> Exercise prompt
Count the lines of the material below that contain the word "white", and give only the number.

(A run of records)
________________________
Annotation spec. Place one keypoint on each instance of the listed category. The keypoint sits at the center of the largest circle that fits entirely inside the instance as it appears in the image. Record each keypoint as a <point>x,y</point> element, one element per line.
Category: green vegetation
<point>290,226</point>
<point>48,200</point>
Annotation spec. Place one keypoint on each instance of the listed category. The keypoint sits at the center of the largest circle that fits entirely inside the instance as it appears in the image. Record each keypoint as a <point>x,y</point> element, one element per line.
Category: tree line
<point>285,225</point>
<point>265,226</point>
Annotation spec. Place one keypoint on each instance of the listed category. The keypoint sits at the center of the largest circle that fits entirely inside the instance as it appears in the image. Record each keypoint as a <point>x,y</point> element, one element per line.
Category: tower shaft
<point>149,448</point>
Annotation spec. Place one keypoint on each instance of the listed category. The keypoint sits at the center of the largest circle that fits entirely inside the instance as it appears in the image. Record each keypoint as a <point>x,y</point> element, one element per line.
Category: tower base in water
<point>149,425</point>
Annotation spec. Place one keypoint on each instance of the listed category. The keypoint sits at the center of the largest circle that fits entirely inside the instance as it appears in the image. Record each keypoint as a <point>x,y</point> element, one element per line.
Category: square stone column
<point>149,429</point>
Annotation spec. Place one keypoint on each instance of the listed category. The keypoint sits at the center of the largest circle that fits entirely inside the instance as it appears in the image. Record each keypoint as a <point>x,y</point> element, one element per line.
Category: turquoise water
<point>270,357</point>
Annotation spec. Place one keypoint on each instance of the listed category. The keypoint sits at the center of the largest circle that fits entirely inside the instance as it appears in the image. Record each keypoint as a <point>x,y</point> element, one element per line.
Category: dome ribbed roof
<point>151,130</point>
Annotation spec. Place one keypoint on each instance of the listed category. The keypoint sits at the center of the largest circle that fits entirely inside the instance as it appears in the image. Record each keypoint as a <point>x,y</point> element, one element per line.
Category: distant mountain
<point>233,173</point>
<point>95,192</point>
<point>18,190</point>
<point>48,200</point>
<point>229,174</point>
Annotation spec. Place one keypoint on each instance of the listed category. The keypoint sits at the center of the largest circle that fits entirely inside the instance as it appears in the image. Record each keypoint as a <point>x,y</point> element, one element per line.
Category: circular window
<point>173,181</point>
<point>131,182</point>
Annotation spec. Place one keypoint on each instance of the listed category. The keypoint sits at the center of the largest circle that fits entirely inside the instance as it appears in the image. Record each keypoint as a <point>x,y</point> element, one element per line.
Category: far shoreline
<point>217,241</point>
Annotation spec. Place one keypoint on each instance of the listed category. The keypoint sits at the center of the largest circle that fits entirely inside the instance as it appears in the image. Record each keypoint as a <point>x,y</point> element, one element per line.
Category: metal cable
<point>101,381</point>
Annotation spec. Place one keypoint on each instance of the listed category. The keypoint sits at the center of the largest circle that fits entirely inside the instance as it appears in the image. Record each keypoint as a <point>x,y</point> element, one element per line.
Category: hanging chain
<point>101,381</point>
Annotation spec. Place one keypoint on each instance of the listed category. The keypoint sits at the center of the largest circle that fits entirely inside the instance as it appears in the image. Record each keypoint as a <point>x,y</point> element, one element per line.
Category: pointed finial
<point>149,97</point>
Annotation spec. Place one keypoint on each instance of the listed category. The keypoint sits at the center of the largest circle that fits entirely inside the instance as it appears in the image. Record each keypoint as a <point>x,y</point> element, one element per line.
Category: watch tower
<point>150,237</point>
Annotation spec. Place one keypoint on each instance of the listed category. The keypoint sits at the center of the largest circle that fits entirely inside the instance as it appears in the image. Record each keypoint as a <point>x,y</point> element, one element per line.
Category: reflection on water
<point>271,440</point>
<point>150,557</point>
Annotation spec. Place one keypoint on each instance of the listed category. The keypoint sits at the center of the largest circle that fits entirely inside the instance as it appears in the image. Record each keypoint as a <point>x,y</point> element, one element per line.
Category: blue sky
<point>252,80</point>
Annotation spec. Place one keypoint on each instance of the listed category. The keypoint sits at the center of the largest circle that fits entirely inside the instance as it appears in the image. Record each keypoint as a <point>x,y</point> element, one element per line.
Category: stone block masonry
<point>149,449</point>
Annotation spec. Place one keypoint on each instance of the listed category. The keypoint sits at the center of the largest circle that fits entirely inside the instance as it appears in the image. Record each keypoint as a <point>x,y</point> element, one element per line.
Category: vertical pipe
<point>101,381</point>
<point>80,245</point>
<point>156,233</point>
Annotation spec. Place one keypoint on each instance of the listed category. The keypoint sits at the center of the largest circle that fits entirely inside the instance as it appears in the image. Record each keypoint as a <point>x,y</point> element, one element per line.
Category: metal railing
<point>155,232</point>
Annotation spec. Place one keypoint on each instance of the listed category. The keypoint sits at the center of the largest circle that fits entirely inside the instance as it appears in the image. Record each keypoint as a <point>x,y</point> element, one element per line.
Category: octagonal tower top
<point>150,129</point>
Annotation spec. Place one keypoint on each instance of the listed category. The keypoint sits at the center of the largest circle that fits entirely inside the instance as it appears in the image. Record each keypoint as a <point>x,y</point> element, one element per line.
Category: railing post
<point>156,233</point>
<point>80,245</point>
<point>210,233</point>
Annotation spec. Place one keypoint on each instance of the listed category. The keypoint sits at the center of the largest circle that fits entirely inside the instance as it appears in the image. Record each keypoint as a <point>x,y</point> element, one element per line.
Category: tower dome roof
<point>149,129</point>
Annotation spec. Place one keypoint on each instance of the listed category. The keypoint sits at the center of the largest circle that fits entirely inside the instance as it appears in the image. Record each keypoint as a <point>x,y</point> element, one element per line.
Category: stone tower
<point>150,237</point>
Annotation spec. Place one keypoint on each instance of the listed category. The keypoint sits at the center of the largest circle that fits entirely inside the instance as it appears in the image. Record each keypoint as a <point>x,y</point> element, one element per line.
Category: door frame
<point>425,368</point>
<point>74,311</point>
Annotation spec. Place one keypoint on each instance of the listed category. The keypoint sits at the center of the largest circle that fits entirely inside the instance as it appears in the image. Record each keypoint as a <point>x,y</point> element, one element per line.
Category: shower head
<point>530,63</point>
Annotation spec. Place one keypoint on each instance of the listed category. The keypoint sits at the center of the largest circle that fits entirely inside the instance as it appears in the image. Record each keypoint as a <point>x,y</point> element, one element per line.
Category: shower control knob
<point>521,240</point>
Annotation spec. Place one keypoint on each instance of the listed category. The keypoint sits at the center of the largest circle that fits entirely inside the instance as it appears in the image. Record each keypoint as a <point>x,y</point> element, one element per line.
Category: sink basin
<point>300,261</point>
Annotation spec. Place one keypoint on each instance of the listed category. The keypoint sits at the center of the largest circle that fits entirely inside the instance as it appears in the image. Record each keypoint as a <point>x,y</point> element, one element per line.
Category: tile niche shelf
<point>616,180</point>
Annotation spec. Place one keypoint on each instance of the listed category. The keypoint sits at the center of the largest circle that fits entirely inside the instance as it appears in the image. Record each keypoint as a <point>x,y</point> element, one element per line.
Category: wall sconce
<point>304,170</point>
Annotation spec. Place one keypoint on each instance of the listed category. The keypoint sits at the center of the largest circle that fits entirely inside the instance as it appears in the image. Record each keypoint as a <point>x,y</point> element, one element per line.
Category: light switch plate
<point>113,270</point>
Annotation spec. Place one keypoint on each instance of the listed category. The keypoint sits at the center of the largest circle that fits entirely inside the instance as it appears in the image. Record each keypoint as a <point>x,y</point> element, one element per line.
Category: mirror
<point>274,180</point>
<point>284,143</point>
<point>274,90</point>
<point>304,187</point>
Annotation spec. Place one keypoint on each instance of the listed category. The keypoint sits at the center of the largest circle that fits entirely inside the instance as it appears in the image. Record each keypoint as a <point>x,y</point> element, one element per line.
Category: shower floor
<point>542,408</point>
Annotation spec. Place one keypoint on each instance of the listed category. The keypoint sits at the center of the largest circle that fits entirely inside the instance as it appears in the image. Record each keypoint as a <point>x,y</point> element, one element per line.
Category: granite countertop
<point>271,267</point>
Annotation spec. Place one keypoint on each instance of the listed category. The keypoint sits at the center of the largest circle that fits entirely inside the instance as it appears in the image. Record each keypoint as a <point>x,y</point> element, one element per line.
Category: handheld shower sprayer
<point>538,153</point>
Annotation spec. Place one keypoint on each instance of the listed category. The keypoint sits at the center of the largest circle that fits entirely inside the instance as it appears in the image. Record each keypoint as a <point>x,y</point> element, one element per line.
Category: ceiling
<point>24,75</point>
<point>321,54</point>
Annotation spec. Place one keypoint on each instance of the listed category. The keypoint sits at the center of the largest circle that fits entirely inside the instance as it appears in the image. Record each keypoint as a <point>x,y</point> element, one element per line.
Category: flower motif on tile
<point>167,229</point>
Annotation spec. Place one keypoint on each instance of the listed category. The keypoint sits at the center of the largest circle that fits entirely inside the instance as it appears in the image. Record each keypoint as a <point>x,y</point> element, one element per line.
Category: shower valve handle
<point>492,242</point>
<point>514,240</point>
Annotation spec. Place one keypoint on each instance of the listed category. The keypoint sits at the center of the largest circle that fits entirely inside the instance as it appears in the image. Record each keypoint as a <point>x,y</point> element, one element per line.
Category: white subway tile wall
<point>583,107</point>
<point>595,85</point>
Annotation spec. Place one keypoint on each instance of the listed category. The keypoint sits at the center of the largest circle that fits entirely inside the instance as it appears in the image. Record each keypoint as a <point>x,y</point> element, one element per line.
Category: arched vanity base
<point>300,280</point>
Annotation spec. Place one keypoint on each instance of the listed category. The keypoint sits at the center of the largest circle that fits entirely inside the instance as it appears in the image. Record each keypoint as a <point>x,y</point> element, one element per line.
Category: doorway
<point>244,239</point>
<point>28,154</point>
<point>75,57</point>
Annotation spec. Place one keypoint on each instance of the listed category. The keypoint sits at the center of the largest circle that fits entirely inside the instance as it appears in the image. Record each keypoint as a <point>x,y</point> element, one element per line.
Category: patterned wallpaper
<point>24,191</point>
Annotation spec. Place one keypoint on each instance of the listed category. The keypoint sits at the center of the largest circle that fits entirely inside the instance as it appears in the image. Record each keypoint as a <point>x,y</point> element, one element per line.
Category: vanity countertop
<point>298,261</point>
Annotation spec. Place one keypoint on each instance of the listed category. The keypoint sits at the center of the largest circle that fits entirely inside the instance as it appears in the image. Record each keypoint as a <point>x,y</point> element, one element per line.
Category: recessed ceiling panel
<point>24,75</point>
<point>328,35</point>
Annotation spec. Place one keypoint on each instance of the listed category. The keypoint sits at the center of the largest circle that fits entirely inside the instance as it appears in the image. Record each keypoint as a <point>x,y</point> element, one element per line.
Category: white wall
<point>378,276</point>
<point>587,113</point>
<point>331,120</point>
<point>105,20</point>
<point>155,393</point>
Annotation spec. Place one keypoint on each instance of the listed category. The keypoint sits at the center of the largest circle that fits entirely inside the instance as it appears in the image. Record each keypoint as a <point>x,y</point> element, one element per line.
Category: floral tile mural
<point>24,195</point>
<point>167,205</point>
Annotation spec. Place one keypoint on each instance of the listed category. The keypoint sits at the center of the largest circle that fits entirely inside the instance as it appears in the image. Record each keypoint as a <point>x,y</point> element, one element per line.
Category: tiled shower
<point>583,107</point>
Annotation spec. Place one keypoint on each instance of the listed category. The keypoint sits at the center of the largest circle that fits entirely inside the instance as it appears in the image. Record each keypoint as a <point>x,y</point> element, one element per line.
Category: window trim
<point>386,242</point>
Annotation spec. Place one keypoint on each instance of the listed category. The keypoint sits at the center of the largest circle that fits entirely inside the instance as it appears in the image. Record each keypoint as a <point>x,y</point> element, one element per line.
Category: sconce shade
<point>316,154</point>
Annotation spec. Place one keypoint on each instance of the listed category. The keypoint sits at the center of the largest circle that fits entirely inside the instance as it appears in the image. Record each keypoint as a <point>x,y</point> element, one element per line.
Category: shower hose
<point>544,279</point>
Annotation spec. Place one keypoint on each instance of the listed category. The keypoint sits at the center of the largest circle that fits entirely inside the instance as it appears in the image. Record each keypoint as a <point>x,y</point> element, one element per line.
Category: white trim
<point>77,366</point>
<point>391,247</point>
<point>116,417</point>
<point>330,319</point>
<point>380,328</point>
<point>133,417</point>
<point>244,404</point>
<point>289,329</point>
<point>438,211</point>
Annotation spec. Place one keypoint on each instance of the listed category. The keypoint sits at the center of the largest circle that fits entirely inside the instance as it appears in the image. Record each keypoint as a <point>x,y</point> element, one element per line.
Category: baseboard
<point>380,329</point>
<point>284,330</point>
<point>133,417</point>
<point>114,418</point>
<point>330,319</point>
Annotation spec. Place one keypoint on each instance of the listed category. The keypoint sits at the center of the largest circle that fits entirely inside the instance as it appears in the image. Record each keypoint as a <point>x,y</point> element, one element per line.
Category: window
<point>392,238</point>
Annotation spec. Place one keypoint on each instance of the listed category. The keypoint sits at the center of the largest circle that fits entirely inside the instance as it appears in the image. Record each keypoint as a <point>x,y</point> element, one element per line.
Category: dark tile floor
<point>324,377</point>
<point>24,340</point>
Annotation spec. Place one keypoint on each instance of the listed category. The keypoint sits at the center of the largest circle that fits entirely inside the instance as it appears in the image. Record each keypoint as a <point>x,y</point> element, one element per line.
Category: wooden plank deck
________________________
> Solution
3